TEXT FOR ANALYSIS:
As a result, she did not notice a tour bus that had turned sharply into Salisbury Road.



Just as one of her friends, Ms Lee Wei Yi, tried to warn Ms Yeong, the bus collided with her.

"By the time Wei Yi shouted for her to look out, it was too late," Ms Chew said.

After being hit by the left side of the bus, Ms Yeong fell and its front left wheel rolled over her left thigh.

"Wei Yi ran over and started tapping on the bus. Onlookers also asked the bus to stop. Eventually, it stopped," Ms Chew added.

That was when she saw that the flesh on her friend's leg was "broken and torn".

She broke down as she recounted what happened next: "Kai Ting was very brave, she told us that her shoe had fallen off and that it had dropped somewhere.

"She said that had she known that this would happen, she wouldn't have walked so fast. She also said that she was in pain.

"She took her sling bag and rested her head on it, saying her head hurt."

Ms Chew added that passers-by helped to call the police and an ambulance arrived within 10 minutes.

A Hong Kong police spokesman said Ms Yeong was trapped under the bus and had to be rescued by firemen.

She was rushed to Queen Elizabeth Hospital and taken into the operating theatre at about 9pm. She was in there for about 17 hours, coming out only after 2pm the next day, Ms Chew said.

Ms Yeong's father and brother arrived in Hong Kong on a flight from Singapore a few hours later.

Mr Jeremy Yeong, 32, an assistant engineer, told TNP that he was at home with his mother when they learnt about his sister's accident.

"We immediately made arrangements to fly over. Thankfully, a flight had been delayed and we managed to get seats," he said.

While he does not know the full extent of his sister's injuries, doctors have told him that she has a pelvic fracture and a serious leg injury.

"Her condition is stable now but she's still in critical condition," he said.

"She has regained consciousness and could acknowledge our presence. But doctors said she requires more surgery and won't be going back to Singapore any time soon."

Mr Yeong and his father are staying with a friend of Ms Yeong's colleague while in Hong Kong.


An SPH spokesman said the company has alerted its staff at the Hong Kong office to provide support and assistance to Ms Yeong's family members. They are closely monitoring the situation.

Ms Yeong's supervisor, Ms Rachael Ang, has also flown to Hong Kong to provide assistance to the family.

She told TNP: "Kai Ting is very capable and was just promoted to assistant sales manager this year.

"She has been entrusted with some big accounts and we see the potential in her in becoming a great leader."

MATERIAL SHOWN:
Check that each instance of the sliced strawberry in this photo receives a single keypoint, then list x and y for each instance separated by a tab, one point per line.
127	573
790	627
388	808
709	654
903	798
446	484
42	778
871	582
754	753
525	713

PROBLEMS AND TASKS:
1. In the article about the Hong Kong bus accident, copy the passage starting at "She broke down" and ending at "day, Ms Chew said.".
2. According to the article about the Hong Kong bus accident, why won't Ms Yeong be returning to Singapore any time soon? Answer in one to three sentences.
3. In the article about the Hong Kong bus accident, how long was Ms Yeong in the operating theatre?

RESPONSES PER TASK:
1.
She broke down as she recounted what happened next: "Kai Ting was very brave, she told us that her shoe had fallen off and that it had dropped somewhere.

"She said that had she known that this would happen, she wouldn't have walked so fast. She also said that she was in pain.

"She took her sling bag and rested her head on it, saying her head hurt."

Ms Chew added that passers-by helped to call the police and an ambulance arrived within 10 minutes.

A Hong Kong police spokesman said Ms Yeong was trapped under the bus and had to be rescued by firemen.

She was rushed to Queen Elizabeth Hospital and taken into the operating theatre at about 9pm. She was in there for about 17 hours, coming out only after 2pm the next day, Ms Chew said.

2. Doctors said she needs more surgery. Her brother said that because of this, she won't be going back to Singapore any time soon.

3. About 17 hours.